> Requirement: Pick up the passage on the construction of the arch over the sarcophagus and carry it on from its last sentence.
___ Text section
Though Battelle withdrew from the project in 2014, a few employees remained "on loan" to Bechtel at Slavutych to oversee construction and movement of the arch to its final destination over the sarcophagus. In 2010, construction began on the nearly 40,000-ton structure—roughly the size of two Manhattan blocks and tall enough to enclose the Statue of Liberty. The massive arch was delicately slid into place in November 2016 over the sarcophagus and will safely and securely contain the radioactive materials for 100 years.
"The technical complexity of the project is beyond measure, and I've been impressed by how well the teams of engineers, designers and workers from dozens of countries have been able to progress so well toward a single goal. It's been very rewarding to contribute to a project that is as equally important to the local community as it is to the larger international community," said Michael Smith, a Battelle researcher who has spent nearly six years in Slavutych overseeing design aspects related to radiation safety and managing the biophysical and biomedical monitoring of over 2,000 workers.
______
___ Supplied records
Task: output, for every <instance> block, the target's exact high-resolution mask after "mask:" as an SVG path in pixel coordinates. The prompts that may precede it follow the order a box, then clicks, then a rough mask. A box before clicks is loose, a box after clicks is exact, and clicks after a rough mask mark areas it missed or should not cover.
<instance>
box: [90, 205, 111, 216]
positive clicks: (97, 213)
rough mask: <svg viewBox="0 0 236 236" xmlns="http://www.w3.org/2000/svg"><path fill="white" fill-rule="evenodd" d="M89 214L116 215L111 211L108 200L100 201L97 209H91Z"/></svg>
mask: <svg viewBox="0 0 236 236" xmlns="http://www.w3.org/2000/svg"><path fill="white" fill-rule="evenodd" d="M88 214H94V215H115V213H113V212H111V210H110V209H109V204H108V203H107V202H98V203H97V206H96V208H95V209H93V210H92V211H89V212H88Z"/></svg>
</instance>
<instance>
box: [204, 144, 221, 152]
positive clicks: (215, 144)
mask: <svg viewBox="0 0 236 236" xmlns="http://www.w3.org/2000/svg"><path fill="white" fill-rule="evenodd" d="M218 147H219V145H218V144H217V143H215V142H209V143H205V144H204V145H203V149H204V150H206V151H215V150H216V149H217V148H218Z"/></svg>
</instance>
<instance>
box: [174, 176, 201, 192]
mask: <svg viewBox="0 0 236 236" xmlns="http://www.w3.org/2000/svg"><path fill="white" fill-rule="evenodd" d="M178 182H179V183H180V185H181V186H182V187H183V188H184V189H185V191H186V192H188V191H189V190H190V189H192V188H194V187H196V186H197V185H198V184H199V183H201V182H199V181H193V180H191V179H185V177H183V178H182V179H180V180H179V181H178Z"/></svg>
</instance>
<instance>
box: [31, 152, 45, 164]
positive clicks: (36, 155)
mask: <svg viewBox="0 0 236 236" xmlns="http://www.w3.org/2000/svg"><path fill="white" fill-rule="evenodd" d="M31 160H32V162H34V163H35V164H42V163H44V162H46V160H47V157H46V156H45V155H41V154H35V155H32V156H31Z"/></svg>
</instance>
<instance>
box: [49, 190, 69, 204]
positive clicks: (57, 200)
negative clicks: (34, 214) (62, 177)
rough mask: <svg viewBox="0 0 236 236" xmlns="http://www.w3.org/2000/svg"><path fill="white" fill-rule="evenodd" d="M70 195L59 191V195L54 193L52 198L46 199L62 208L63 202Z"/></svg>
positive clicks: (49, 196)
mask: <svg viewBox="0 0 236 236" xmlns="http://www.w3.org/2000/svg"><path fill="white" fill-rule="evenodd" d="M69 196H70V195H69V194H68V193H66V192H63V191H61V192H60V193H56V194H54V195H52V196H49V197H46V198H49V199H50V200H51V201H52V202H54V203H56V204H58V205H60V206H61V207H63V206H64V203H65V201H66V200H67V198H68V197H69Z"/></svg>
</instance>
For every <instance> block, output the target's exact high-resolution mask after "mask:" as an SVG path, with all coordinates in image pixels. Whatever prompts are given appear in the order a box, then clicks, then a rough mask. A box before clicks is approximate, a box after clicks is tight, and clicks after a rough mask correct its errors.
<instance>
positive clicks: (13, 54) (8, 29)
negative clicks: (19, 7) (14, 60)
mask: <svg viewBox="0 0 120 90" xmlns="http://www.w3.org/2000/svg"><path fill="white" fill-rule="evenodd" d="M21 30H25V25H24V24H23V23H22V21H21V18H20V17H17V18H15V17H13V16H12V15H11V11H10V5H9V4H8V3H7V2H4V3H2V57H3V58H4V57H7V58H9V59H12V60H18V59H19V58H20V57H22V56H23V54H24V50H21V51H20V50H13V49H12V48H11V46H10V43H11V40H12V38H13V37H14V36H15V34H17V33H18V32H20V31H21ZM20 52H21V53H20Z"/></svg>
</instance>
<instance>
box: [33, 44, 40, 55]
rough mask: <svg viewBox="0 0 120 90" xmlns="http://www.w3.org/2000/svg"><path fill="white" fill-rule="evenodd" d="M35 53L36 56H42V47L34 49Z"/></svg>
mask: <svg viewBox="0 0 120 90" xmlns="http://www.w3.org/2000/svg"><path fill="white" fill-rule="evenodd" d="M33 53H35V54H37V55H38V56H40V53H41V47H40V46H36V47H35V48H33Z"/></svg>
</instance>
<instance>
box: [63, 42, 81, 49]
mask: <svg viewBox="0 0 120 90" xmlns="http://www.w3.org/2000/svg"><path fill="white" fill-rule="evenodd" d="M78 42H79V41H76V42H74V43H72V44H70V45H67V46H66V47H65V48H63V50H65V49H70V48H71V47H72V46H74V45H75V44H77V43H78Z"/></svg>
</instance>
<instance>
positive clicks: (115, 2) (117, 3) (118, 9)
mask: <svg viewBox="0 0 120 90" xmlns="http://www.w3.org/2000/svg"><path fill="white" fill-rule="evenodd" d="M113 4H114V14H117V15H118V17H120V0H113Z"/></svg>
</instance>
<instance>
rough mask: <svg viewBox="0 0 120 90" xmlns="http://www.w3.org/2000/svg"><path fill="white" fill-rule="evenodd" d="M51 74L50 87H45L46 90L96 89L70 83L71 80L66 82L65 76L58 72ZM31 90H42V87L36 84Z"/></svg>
______
> Result:
Leaving a Lasting Legacy
For Andrei, who also remained on loan to Bechtel, seeing the commissioning of the NSC was especially monumental. "This step demonstrated the success of tremendous efforts undertaken by Ukraine and the international community within 30 years after the accident to bring the existing shelter into environmentally safe conditions for workers and the public. This accomplishment commends those who have spent the largest parts of their careers helping to mitigate the consequences and honor those who sacrificed their lives," Andrei said.
From 1994 through 2014, more than 200 staff members contributed to help to improve safety at the Chernobyl Nuclear Plant. Joel Hoyt worked at the Chernobyl site between 2005 and 2009, where he managed the $70-million SIP project effort until he returned to the U.S. "PNNL staff played a crucial role within the SIP consortium," said Joel. "We routinely brought our world-class science, engineering, safety and project management expertise to bear in solving first-of-a-kind problems faced at Chernobyl. This was expertly achieved by embedding key staff within the in-country SIP team and then leveraging all of PNNL's capabilities via reach-back support."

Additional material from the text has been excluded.